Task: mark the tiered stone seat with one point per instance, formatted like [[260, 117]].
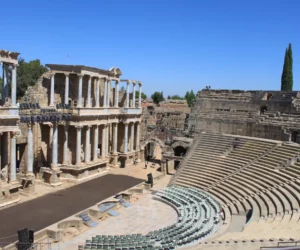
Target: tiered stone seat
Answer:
[[260, 175], [198, 217]]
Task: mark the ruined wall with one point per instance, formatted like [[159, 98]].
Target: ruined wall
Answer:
[[265, 114]]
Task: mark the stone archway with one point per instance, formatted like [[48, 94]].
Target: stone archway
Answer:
[[150, 149]]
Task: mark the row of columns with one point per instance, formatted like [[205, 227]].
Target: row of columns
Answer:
[[13, 83], [106, 94], [13, 155]]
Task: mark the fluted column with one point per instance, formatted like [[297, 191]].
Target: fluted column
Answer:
[[89, 102], [66, 153], [115, 144], [105, 93], [98, 93], [127, 95], [95, 148], [117, 94], [29, 149], [126, 138], [132, 138], [103, 142], [137, 143], [54, 145], [133, 95], [66, 88], [78, 145], [13, 159], [52, 89], [140, 95], [79, 103], [87, 152], [14, 85]]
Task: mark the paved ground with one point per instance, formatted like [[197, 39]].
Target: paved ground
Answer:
[[44, 211], [143, 216]]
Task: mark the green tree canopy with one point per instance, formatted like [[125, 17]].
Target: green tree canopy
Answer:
[[27, 74], [144, 96], [157, 97], [287, 71]]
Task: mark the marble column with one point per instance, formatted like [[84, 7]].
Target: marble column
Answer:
[[14, 85], [115, 149], [4, 84], [79, 102], [95, 148], [87, 157], [132, 138], [133, 95], [78, 145], [54, 145], [103, 142], [137, 143], [105, 93], [127, 95], [66, 88], [126, 138], [117, 94], [89, 100], [140, 95], [108, 92], [98, 93], [52, 89], [29, 149], [13, 160], [66, 152]]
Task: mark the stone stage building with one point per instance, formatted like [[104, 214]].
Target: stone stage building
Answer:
[[264, 114], [73, 124], [9, 129]]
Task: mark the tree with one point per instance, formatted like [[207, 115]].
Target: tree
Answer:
[[157, 97], [287, 71], [27, 74], [143, 95]]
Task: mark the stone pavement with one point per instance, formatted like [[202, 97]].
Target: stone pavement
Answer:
[[143, 216]]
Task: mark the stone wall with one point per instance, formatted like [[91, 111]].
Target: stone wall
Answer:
[[265, 114]]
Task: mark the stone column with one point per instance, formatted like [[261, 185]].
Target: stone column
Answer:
[[115, 150], [78, 145], [95, 148], [108, 92], [126, 138], [4, 84], [79, 102], [29, 149], [137, 143], [127, 95], [52, 90], [66, 88], [54, 145], [89, 102], [87, 155], [117, 94], [133, 95], [66, 153], [13, 156], [105, 93], [14, 85], [140, 95], [98, 93], [132, 138], [103, 142]]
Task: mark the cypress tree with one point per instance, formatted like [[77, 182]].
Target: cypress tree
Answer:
[[285, 73], [290, 76]]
========
What the task asks |
Rewrite the lines of the records between the line holding "Task: mark the tree" and the line holding "[[143, 216]]", inclusive, requests and all, and shift each answer coordinate by adding 12 to every number.

Result of the task |
Task: mark the tree with one point per instance, formatted like [[207, 115]].
Target: tree
Answer:
[[169, 109], [299, 83], [39, 86], [155, 107]]
Task: mark the stone pavement with one point per instance, formatted like [[202, 97]].
Target: stone pavement
Answer:
[[155, 228]]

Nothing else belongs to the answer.